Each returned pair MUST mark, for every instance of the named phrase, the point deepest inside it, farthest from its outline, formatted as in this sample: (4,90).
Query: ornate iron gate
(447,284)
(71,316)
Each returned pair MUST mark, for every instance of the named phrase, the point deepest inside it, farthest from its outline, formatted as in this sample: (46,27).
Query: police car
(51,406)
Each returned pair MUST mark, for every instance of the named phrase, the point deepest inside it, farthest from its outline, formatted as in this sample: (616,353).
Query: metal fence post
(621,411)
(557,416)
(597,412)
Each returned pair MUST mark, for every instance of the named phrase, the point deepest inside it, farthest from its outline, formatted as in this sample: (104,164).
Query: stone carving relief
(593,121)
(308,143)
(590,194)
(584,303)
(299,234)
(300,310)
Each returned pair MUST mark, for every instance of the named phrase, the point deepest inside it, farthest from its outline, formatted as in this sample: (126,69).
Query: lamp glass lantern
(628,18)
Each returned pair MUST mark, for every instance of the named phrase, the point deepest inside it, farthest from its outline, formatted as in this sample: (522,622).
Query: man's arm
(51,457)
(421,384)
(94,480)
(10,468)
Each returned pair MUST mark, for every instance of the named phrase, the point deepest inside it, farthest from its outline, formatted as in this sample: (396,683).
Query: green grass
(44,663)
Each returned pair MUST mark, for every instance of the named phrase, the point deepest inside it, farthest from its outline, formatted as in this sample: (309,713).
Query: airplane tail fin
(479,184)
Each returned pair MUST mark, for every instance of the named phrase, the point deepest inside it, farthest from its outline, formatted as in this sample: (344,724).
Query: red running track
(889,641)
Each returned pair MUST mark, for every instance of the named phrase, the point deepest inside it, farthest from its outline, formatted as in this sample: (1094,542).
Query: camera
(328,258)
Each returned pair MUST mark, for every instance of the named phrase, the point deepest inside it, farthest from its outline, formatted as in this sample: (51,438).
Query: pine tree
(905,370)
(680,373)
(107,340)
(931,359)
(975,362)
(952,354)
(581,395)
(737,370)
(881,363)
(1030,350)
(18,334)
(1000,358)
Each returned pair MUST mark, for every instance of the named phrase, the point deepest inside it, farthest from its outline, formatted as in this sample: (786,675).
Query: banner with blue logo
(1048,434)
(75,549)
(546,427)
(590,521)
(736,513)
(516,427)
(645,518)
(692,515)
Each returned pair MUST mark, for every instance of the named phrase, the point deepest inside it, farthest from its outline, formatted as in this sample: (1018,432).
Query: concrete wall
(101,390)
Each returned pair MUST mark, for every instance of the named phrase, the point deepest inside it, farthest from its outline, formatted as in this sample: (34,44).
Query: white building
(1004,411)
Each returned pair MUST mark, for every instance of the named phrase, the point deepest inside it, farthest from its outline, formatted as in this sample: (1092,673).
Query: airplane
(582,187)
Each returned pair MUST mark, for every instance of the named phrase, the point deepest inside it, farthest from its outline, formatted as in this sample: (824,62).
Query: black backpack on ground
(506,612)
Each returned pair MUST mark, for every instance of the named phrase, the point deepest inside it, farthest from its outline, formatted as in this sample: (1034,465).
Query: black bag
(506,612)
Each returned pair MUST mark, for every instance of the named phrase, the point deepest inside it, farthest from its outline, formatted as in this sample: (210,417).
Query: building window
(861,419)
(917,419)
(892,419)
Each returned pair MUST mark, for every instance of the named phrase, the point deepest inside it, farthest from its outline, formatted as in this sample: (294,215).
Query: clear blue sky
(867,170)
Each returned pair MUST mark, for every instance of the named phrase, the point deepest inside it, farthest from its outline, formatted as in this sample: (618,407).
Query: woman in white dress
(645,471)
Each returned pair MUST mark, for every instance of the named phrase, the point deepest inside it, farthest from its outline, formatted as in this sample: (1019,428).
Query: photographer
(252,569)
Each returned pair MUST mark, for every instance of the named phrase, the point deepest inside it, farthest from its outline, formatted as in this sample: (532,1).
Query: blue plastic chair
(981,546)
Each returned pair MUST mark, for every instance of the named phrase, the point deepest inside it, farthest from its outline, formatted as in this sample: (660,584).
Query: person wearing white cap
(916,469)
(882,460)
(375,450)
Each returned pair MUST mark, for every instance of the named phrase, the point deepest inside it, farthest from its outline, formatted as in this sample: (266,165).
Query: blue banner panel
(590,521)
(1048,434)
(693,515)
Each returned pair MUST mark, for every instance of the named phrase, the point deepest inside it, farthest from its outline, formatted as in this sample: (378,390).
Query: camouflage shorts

- _Your task_
Give back the whole listing, word for word.

- _Finished exercise_
Each returned pair MUST mark, for every instance of the named phrase, the point deepest inside it, farthest from its outline, formatted as in this sample: (4,90).
Query: ornate iron gate
(447,284)
(71,316)
Each returned pair MUST mark, for every instance of the named phrase, the point deepest inside it, farthest from its outline, formatted as in this sample: (46,27).
Query: police car
(51,406)
Each returned pair MUST mark, for every instance of the named phrase, the point deepest inside it, farthest from its outline, formatted as in this sample: (616,353).
Query: metal fence post
(621,411)
(557,416)
(597,412)
Each returned pair MUST mark, for every instance of the named phrase, the point deepest inside it, farthest from its outline, formatted as in this sample: (104,164).
Query: stone carving relief
(593,121)
(308,143)
(590,194)
(584,303)
(299,234)
(300,310)
Each returned pair MUST mark, for every instance of the named phrase, the point deepest inside it, farthest from its outline, formatted as in this sample: (126,69).
Query: lamp glass lantern
(628,18)
Each returned pair MUST mark, for every instance of the named phrase, the point deepest inside it, farthest from its outline, formatted as in this sample: (522,622).
Query: man's arm
(51,457)
(421,384)
(94,480)
(10,468)
Each returned pair MUST mark, for every instance of the named phrase, the point deepest inside it, farthest from its outline, formatted as in this sample: (396,683).
Query: green grass
(44,663)
Each returned pair MUST mark, for every instance of the named phrase, the point deepest inside it, farthest from its outline, formatted as in this sample: (309,713).
Query: airplane tail fin
(479,184)
Each returned pair MUST mark, for every instance of the named phrase, the point deepest inside it, farthest from its outline, formatted as in this sample: (344,724).
Query: red running track
(889,641)
Each returned pair MUST mark, for every instance of the named phrase, the point deepest inside it, farthest from its outline, formatted as in this sample: (1094,542).
Query: camera
(328,258)
Each returned pair MUST mark, for every instance of the named phrase, the point deepest inside it, farthest from its outline, formatted as in this sample: (51,438).
Query: pine tree
(905,370)
(680,373)
(107,340)
(931,359)
(975,362)
(952,354)
(581,395)
(737,370)
(881,363)
(1030,350)
(18,334)
(1000,358)
Each returned pair MUST mark, for every instance of the named phrase, the point deepest inside it, farthest from its outline, formatted as in this sample: (786,675).
Query: banner with blue logo
(1048,434)
(75,549)
(546,427)
(590,521)
(736,513)
(516,427)
(645,518)
(692,515)
Each returned pair MUST mark, for every instance of the named phrase, the point deepest inside it, farthest from its outline, formatted as in this sample: (1018,432).
Query: concrete wall
(101,390)
Each returned pair MUST mark, for every instance of the named phrase, the point deepest inside it, farthest from its outline, formatted as in this sample: (34,44).
Query: white building
(1004,411)
Each returned pair MUST mark, for every instance of the named phrase, the point deepest inside it, farthest from its outline, formatted as in this sample: (1092,673).
Query: airplane
(582,187)
Each returned pair MUST mark, for every instance of the named phrase, the point deepest inside it, farthest from its outline, formatted as in this sample: (824,62).
Query: black backpack on ground
(506,612)
Each returned pair MUST mark, for every instance of the named phrase, the point deepest inside it, farthest from its outline, formatted as in this sample: (1034,465).
Query: black bag
(506,612)
Each returned pair MUST mark, for every instance of the named phrase, the point deepest inside it, farthest from its outline, formatted as in this sample: (210,417).
Query: building window
(861,419)
(917,419)
(892,419)
Each returned pair MUST mark, for every instance of the named phrase, the point deepest inside it, farthest from its outline, formatted as in this sample: (294,215).
Query: clear blue sky
(867,170)
Each returned pair MUST mark, for every instance of the named phrase, the point deepest inside it, farthest from its outline, formatted as in this sample: (618,407).
Query: woman in white dress
(645,471)
Each returned pair MUST mark, for every instance of the named phrase, the point deepest inside it, farthest from its outline, formatted as in this sample: (1019,428).
Query: photographer
(252,569)
Each returned pair MUST mark, for every instance of the named phrase, the point deepest inside it, farthest from its outline, formatted as in this sample: (532,1).
Query: blue plastic chair
(981,546)
Each returned pair MUST mark, for every instance of the named phrase, the point deepest inside it, farthest from its outline, formatted as in this sample: (660,584).
Query: person wearing white cap
(916,469)
(882,460)
(375,450)
Each returned pair MUST mark, for every instance of the named phrase, the point deepest inside it, farthest from its outline, formatted as in this sample: (266,165).
Query: blue banner panel
(590,521)
(1048,434)
(693,515)
Each returned pair MUST mark, for every instance of the named phrase, the point deepest inside it, farthest from its outline, formatted as in this sample: (378,390).
Query: camouflage shorts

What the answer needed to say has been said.